**Parts of the exercise:**
**A.** Answer these questions from the text about Jeffreys's television career:
(i) What role did she play in the Max Liebman production of the "Merry Widow"?
(ii) Which character did she play in her recurring role on Falcon Crest?
(iii) In what year did she guest star in the Battlestar Galactica episode "The Man with Nine Lives"?
**B.** Please carry the text about Jeffreys's television career further, beginning after its final sentence.

**Selected text:**
= Beginning of Section =

In 1955, she appeared in two TV musicals. On April 9, she starred in the title role
of the Widow in the Max Liebman production of the "Merry Widow". Later that year on
November 26, she appeared with her husband in "Dearest Enemy", set during the American
Revolution, also produced by Liebman.

On December 18, 1957, Jeffreys and her husband played a couple with an unusual courtship arrangement brought about by an attack of the fever in the episode "The Julie Gage Story", broadcast in the first season of NBC's Wagon Train.

After a semi-retirement in the 1960s, she appeared on television, appearing in episodes of such series as Love, American Style (with her husband), L.A. Law and Murder, She Wrote. She was nominated for a Golden Globe for her work in The Delphi Bureau (1972). From 1984 to 1985, she starred in the short-lived Aaron Spelling series Finder of Lost Loves. She also appeared in Baywatch as David Hasselhoff's mother, and also had a recurring role in the night-time soap Falcon Crest as Amanda Croft.

In 1979, she guest starred as Siress Blassie in the Battlestar Galactica episode "The Man with Nine Lives" as a love interest of Chameleon, a part played by Fred Astaire. She was the last person to dance with him onscreen. She also guest starred as Prime Minister Dyne in the Buck Rogers in the 25th Century episode "Planet of the Amazon Women" as the leader of the titular planet.

= End of Section =

Collected data entries:
= Beginning of Section =

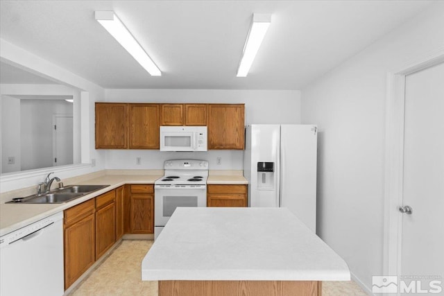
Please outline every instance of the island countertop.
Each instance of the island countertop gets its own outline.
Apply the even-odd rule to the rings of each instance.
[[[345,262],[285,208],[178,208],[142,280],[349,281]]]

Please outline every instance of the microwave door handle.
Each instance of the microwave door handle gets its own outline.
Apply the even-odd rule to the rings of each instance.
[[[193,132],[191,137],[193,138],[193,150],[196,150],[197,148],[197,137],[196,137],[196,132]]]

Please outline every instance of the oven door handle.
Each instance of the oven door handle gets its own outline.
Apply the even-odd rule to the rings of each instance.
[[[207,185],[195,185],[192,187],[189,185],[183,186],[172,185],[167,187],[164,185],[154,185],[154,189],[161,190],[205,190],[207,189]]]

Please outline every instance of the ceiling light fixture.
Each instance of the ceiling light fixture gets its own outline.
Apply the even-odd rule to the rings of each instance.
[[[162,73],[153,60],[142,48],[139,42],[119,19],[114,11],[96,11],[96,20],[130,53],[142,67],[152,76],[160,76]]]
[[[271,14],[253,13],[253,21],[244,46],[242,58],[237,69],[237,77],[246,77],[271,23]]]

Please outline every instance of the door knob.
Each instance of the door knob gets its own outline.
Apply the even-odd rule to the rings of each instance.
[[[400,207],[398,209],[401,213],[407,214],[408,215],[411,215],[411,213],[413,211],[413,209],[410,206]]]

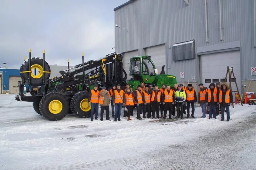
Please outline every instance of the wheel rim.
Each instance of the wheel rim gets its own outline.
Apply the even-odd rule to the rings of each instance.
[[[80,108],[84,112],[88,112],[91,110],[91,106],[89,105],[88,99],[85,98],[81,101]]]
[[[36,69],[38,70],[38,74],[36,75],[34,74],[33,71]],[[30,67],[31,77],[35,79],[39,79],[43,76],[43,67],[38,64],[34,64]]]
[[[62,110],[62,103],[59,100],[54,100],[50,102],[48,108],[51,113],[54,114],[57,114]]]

= End of Section =
= Beginning of Section =

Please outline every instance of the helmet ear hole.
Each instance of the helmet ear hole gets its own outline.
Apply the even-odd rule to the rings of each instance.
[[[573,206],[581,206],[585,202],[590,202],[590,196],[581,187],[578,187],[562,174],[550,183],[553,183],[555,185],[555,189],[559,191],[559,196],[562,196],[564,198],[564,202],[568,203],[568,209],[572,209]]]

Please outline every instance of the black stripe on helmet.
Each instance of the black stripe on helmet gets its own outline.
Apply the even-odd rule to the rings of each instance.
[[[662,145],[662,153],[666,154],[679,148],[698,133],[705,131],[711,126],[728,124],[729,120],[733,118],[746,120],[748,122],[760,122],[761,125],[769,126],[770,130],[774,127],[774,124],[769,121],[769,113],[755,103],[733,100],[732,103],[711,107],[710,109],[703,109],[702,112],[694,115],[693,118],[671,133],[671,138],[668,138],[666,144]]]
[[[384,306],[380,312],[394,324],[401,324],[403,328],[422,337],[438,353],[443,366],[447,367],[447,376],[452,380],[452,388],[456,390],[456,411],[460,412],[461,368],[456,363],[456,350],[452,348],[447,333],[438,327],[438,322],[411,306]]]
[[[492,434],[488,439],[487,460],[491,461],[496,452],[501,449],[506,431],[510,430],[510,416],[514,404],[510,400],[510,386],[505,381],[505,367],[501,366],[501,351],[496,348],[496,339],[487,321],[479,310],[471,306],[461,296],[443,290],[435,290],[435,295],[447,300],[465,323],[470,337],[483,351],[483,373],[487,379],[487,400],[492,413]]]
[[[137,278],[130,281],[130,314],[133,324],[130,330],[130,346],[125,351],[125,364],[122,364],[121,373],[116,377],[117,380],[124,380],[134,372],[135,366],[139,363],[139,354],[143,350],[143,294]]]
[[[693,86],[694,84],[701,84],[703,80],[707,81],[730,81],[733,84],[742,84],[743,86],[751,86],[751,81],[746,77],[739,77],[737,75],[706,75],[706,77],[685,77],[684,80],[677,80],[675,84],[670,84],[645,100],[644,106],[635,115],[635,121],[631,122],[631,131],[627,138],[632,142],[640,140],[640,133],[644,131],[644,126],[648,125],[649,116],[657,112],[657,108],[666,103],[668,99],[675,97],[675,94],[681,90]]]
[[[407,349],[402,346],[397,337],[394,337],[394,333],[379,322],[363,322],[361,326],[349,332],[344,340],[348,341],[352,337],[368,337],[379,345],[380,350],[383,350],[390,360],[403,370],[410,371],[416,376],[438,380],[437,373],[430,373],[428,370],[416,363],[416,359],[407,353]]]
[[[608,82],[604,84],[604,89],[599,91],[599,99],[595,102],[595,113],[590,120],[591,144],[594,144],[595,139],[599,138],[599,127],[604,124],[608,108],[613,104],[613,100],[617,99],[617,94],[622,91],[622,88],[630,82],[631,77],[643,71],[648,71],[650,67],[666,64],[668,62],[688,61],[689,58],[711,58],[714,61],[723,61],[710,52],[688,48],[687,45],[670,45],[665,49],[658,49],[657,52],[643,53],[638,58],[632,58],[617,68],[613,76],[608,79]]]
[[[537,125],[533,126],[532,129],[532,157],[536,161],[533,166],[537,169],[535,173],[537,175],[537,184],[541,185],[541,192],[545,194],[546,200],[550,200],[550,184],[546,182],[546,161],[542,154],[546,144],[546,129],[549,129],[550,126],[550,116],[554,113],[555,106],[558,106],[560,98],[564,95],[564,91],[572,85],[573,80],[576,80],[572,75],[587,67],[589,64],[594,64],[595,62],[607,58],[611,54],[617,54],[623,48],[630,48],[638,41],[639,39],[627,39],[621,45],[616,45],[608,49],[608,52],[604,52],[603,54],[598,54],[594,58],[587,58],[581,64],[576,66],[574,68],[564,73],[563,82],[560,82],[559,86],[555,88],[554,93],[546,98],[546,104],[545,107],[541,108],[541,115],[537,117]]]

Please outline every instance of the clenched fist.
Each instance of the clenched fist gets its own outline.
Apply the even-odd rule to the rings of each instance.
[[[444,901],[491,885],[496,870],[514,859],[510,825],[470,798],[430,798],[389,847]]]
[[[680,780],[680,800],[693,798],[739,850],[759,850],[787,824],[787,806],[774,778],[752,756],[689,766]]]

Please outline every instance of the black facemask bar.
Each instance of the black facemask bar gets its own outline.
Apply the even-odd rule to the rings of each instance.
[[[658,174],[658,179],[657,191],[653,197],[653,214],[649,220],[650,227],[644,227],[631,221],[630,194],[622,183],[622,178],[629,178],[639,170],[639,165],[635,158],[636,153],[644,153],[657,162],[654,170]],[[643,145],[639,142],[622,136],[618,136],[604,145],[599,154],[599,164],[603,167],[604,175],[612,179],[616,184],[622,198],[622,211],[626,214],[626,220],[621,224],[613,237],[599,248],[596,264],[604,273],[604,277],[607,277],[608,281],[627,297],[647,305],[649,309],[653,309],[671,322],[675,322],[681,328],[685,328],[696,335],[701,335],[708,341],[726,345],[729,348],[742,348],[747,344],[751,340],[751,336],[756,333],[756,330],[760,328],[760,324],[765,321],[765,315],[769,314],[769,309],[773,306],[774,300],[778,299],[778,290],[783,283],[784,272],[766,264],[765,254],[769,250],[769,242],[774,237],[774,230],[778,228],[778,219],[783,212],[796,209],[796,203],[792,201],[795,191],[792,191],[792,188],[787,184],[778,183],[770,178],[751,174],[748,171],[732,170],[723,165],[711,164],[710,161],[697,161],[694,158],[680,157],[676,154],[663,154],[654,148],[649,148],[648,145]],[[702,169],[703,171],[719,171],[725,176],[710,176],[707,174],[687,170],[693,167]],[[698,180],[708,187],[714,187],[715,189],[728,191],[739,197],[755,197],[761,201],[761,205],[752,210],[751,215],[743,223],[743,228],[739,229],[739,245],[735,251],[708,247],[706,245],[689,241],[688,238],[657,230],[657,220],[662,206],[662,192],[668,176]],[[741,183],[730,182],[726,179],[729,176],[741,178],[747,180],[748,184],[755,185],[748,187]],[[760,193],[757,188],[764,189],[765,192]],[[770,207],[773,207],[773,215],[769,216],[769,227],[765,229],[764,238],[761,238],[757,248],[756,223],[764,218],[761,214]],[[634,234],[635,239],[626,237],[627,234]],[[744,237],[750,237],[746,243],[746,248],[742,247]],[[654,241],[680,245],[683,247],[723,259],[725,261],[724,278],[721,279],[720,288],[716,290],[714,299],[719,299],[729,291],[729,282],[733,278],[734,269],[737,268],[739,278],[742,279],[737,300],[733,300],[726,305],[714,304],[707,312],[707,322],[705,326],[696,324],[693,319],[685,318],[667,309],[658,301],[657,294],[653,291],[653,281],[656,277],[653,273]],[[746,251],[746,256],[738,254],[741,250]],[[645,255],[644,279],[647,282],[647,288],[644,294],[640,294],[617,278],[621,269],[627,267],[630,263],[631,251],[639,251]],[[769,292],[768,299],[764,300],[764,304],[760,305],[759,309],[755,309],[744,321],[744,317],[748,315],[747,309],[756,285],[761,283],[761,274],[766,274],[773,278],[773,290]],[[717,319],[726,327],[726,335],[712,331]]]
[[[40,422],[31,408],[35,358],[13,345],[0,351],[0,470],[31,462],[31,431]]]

= End of Section =

**Solved tasks:**
**A.**
(i) The title role of the Widow
(ii) Amanda Croft
(iii) 1979

**B.**
Her later career was in daytime television. From 1984 to 2004, she appeared on the soap opera General Hospital (as well as its short-lived spinoff, Port Charles) in the recurring role of wealthy socialite Amanda Barrington, a long-time board member of both the hospital and ELQ. In her initial storyline, she was part of a blackmail scheme which led to the murder of Jimmy Lee Holt's mother, Beatrice, of whose death she was a suspect in. In the last year of Port Charles, Amanda last appeared on screen in 2004 when Amanda attended Lila Quartermain's funeral. In 2012, she appeared in an episode of California's Gold being interviewed, along with Ann Rutherford, by Huell Howser.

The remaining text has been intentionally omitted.